● SET TASK 1:
Using the article on issuing third-party debt, decide whether each statement agrees with it, answering yes or no and quoting the words that settle it: (a) Interest a corporation pays on its debt is deductible, but dividends it pays to shareholders are not. (b) Recent legislation has removed the bias toward issuing corporate debt. (c) Repaying the third-party loans reduces the shareholders' voting rights.
● SET TASK 2:
Answer these questions from the article on issuing third-party debt:
(a) What maximum rate currently applies to qualified dividend income?
(b) How much did Mary Jones contribute to MJ Inc.?
(c) Over how many years will the loan from Stan Smith be fully repaid?
--- Begin SUPPLIED TEXT ---
Issuing third-party debt to raise additional capital.

AuthorEllentuck, Albert B.

In many cases, a corporation reaps tax advantages if it issues debt, rather than stock, to investors, because interest paid on the corporation's debt is deductible, while dividends paid to shareholders are not. Further, the creditor receives principal repayments on corporate debt tax free, while distributions to shareholders are normally taxable as dividends to the extent of earnings and profits. The bias for issuing corporate debt and against capitalizing the corporation with equity (i.e., stock) has not changed due to recent legislation. (When it is not possible to use debt due to business reasons, the disadvantage of using equity is reduced, because qualified dividend income is currently taxed at a maximum 15% rate.)

If third-party debt is used as part of the initial capital structure, the shareholders do not need to invest as much of their personal funds, but can still obtain the same amount of ownership and control. Because less of the shareholders' money is invested, there is less likelihood they will need to take cash withdrawals that might be dividends to them and nondeductible by the corporation. The third-party loans can be repaid with cashflow generated by the business. Also, these repayments will not affect the shareholders' ownership interests and voting rights.

Example 1

Mary Jones contributed $100,000 to her new corporation, MJ Inc. The corporation borrowed an additional $200,000 in capital from Mary's friend, Stan Smith, to operate the business. Stan insisted on a market interest rate of 8% and monthly payments that will result in full repayment over 10 years.
--- End SUPPLIED TEXT ---
--- Begin SOURCE DATA ---
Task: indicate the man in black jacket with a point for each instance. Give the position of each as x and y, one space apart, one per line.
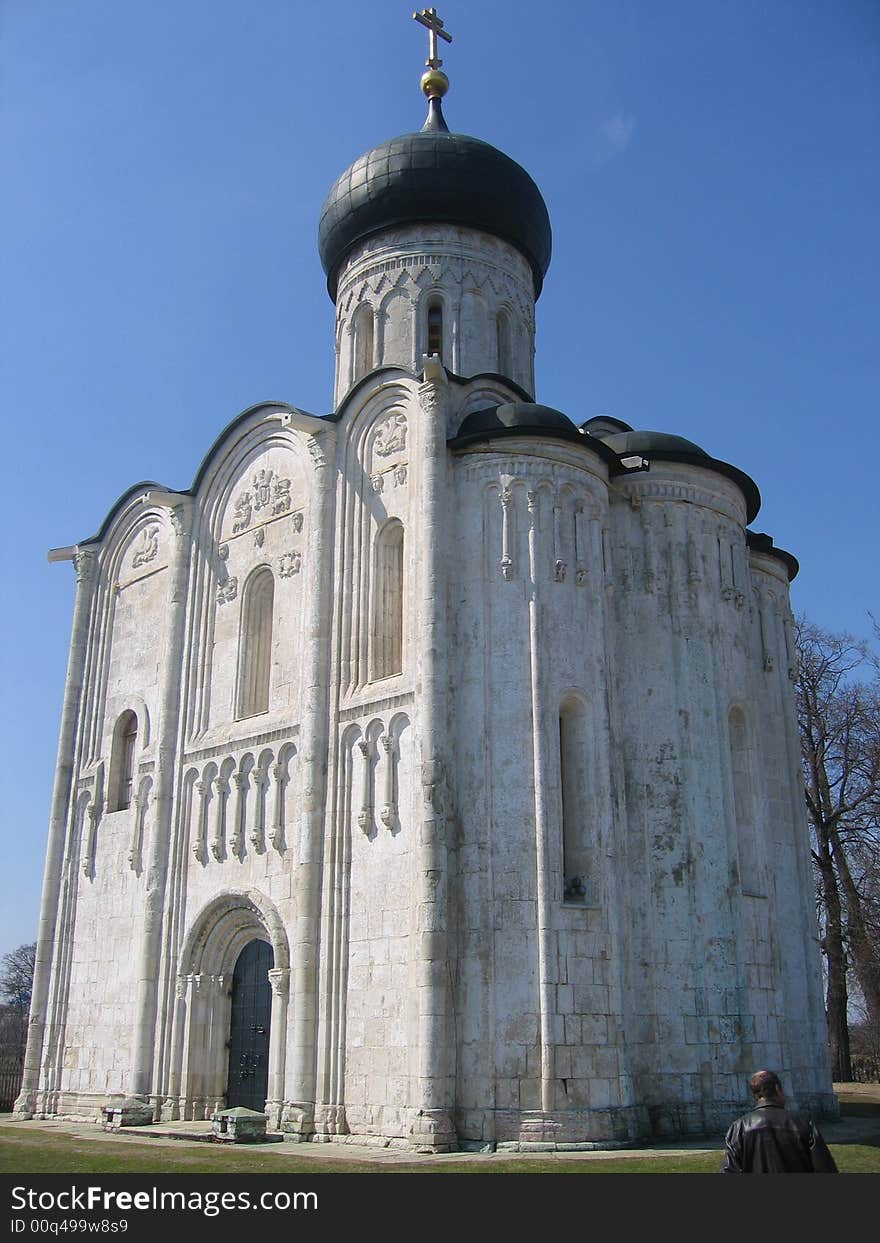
772 1140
--- End SOURCE DATA ---
● WRITTEN RESPONSE 1:
(a) Yes: "interest paid on the corporation's debt is deductible, while dividends paid to shareholders are not"
(b) No: "has not changed due to recent legislation"
(c) No: "these repayments will not affect the shareholders' ownership interests and voting rights"

● WRITTEN RESPONSE 2:
(a) 15%
(b) $100,000
(c) 10 years